Your goal.
From the line containing "Could you please point to the patterned" through the last line, print the records exactly and nothing else.

Material to process.
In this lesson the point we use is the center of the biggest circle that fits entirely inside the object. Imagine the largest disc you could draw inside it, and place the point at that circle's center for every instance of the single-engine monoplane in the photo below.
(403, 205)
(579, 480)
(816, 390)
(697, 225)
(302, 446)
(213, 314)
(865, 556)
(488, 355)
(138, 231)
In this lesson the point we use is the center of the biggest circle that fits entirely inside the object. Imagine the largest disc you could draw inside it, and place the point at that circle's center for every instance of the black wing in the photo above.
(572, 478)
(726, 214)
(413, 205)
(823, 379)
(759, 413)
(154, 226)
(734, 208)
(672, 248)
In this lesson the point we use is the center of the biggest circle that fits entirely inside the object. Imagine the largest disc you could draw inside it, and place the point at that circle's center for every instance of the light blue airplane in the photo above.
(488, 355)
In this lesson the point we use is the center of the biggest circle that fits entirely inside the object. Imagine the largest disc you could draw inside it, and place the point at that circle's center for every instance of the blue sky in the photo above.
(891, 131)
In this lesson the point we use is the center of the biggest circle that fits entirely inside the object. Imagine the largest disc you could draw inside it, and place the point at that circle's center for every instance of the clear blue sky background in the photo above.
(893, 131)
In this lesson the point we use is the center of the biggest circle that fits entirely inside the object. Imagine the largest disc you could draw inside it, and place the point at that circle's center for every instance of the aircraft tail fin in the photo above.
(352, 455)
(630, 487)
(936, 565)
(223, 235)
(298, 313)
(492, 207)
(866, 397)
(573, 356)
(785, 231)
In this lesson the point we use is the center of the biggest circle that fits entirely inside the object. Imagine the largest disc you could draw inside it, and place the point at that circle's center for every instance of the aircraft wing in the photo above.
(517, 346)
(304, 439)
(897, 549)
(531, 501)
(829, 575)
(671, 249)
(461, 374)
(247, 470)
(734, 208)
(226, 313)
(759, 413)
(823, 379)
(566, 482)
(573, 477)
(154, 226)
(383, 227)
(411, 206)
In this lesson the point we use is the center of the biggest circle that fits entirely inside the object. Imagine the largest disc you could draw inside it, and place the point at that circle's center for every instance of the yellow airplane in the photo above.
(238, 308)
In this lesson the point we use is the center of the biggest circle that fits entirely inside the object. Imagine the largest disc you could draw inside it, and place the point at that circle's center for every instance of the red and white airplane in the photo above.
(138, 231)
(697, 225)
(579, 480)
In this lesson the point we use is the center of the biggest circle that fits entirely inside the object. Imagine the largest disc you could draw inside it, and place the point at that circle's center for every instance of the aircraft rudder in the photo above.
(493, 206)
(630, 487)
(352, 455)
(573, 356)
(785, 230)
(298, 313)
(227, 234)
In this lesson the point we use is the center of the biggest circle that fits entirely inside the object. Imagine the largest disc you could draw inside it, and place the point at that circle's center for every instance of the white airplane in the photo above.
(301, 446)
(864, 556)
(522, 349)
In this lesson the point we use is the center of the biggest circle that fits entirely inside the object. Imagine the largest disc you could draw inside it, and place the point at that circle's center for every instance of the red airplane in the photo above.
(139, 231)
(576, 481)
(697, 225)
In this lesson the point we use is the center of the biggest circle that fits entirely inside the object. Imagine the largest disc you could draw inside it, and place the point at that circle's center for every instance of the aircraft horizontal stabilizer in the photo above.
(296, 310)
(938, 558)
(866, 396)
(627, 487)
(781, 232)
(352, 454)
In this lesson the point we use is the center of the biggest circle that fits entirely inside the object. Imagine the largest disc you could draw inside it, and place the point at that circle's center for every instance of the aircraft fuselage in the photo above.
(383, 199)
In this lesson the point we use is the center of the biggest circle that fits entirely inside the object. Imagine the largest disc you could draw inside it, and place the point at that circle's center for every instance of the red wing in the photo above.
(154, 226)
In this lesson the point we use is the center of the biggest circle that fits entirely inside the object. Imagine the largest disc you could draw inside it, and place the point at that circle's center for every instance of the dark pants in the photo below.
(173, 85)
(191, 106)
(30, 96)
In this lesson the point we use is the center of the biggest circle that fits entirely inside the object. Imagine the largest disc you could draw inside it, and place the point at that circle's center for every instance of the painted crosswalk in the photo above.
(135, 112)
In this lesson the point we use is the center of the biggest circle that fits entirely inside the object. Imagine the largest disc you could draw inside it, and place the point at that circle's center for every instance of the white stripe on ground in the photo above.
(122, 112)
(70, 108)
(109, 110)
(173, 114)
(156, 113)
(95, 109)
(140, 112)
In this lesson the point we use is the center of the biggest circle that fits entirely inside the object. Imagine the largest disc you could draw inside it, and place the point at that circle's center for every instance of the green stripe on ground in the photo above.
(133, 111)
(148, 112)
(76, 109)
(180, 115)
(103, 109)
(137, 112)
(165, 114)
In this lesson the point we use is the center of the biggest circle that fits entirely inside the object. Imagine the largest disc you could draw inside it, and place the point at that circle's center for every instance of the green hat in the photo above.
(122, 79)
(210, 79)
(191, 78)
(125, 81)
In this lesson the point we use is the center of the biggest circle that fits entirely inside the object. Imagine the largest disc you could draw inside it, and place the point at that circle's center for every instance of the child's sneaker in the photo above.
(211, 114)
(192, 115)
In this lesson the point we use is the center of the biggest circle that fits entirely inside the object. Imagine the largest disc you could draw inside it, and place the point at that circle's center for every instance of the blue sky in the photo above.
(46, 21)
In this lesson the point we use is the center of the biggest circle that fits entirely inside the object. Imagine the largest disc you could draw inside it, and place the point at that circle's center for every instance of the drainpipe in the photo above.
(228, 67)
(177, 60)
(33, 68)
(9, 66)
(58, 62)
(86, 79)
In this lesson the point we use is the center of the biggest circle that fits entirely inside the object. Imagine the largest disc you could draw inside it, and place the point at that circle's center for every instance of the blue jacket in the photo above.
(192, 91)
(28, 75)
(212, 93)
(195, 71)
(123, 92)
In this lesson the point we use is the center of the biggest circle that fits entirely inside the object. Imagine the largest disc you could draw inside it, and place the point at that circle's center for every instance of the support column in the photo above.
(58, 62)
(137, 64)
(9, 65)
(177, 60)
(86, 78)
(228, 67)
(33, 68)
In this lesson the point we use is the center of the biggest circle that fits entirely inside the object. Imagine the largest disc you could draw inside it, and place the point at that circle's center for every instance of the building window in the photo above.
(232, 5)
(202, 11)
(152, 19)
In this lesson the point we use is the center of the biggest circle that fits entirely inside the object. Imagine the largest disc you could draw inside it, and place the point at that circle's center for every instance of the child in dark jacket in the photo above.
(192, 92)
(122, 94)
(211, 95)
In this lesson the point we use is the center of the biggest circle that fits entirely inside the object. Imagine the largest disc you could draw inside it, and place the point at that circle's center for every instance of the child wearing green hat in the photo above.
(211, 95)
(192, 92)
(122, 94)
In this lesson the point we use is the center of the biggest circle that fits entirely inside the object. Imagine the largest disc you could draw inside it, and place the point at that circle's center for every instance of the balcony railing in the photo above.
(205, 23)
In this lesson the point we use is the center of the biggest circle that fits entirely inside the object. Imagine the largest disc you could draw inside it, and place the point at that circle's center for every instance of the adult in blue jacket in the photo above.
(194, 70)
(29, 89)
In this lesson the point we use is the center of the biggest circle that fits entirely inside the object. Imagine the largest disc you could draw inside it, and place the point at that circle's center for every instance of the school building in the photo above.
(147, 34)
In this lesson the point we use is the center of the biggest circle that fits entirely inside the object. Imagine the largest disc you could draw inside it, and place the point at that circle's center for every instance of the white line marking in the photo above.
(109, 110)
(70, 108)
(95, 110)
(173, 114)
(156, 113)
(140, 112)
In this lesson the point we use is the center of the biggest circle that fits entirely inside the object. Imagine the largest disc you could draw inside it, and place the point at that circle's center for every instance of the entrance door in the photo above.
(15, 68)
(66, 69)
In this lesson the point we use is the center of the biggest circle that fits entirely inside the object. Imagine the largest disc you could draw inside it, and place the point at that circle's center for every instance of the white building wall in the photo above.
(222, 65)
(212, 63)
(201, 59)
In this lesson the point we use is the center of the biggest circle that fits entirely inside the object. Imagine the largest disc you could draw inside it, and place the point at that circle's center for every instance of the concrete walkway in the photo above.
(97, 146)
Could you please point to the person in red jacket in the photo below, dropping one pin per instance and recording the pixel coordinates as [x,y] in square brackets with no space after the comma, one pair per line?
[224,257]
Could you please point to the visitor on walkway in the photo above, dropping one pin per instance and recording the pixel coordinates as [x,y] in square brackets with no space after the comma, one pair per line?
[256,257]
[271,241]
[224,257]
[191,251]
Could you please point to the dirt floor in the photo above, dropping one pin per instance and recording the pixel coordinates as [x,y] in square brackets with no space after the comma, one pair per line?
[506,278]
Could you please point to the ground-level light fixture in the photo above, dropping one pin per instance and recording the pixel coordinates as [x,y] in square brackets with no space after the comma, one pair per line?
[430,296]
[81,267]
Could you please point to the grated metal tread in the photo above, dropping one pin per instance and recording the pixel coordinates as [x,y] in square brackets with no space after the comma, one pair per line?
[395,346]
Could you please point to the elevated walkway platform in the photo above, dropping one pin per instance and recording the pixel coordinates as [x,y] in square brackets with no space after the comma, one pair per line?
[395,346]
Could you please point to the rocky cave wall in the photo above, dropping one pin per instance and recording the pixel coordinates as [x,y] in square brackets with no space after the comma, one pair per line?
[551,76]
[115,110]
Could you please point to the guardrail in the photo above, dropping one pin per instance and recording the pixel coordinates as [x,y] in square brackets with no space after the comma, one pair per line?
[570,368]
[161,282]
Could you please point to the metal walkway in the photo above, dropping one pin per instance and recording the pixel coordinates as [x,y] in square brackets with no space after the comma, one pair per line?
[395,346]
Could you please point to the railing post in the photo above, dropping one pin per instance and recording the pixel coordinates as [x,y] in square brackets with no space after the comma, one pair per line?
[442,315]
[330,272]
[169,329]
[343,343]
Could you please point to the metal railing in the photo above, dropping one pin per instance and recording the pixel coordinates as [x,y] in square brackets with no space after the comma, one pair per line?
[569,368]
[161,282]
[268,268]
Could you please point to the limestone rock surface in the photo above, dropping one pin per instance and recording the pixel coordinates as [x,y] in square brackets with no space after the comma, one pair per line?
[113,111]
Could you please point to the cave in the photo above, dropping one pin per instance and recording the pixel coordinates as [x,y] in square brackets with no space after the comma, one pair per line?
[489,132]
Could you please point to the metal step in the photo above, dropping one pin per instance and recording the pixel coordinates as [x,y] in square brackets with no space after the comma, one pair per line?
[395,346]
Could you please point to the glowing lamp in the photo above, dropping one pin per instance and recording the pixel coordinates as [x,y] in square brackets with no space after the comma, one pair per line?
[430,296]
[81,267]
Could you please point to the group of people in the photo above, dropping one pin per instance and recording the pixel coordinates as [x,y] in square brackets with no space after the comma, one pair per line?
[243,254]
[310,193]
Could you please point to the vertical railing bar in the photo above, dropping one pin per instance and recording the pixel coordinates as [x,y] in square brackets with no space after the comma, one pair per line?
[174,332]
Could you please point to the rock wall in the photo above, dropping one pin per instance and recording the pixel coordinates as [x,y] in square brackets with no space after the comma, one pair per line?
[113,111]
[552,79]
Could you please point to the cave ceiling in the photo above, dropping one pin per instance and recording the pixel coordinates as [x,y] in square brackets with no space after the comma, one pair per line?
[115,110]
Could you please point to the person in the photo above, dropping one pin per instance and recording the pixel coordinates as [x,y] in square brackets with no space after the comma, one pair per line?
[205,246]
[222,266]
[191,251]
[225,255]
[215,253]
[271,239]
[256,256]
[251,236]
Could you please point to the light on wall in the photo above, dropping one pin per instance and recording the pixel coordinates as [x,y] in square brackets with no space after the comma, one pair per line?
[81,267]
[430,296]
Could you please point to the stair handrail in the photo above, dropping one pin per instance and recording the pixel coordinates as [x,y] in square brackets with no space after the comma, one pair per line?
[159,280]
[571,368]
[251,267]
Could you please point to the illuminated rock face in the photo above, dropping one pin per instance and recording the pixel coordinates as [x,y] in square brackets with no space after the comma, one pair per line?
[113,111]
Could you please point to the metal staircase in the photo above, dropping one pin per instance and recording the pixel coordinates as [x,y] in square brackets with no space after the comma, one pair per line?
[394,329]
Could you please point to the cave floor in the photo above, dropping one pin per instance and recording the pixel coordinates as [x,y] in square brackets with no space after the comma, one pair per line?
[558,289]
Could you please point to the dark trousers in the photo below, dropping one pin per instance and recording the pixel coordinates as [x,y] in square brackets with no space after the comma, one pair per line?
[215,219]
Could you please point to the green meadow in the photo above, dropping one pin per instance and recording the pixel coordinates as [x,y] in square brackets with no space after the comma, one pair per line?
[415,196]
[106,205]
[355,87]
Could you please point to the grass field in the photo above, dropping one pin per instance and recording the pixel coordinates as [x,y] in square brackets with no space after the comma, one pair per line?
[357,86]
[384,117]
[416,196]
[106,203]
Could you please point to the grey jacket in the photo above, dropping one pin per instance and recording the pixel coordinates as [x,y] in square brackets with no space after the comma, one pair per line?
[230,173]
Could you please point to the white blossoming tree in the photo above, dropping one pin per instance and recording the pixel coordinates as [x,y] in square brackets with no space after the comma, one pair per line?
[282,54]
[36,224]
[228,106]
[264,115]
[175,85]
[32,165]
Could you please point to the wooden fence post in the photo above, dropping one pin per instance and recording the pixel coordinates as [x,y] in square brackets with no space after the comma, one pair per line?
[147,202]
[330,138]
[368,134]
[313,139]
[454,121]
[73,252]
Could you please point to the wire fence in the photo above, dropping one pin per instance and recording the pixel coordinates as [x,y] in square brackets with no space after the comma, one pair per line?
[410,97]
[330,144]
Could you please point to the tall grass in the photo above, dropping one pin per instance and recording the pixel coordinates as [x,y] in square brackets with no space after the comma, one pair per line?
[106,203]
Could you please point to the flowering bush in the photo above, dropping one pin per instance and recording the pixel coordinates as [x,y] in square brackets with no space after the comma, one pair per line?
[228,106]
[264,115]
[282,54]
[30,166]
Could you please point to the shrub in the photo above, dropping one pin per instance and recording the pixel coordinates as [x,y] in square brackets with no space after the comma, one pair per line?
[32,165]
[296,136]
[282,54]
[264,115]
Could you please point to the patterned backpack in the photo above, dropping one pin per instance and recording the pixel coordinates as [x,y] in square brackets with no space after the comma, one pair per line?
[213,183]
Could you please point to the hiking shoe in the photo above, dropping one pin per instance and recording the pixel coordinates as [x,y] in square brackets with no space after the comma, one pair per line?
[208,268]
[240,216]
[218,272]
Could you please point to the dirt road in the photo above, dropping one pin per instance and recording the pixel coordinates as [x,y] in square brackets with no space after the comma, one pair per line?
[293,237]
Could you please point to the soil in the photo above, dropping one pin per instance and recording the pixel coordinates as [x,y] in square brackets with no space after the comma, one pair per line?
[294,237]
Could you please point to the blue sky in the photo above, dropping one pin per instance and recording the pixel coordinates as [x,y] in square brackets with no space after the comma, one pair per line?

Task solution.
Could you please point to the patterned backpack in the photo above, dropping one pin per instance and recording the pixel coordinates as [x,y] in square brackets with no space after the comma, one pair per line?
[213,183]
Could you please point to the hiking shoe in the photo above, dropping one pin per instance and recording the pixel coordinates as [x,y] in square brackets with no space after the comma, one pair per line?
[208,268]
[240,216]
[218,272]
Could you please point to the dirt road in the photo above, dropping one pin per instance and recording the pixel coordinates as [x,y] in square brackets with no space after the comma, one pair per line?
[293,237]
Could you please point to the soil in the photo above, dropping one pin per instance and recording the pixel coordinates as [x,y] in square brackets with no space after the comma, one pair per line?
[294,237]
Could you please point to the blue sky in the photo above, dropping one pin per instance and recording the pixel coordinates as [x,y] in square brackets with no space after the comma, one pair per line?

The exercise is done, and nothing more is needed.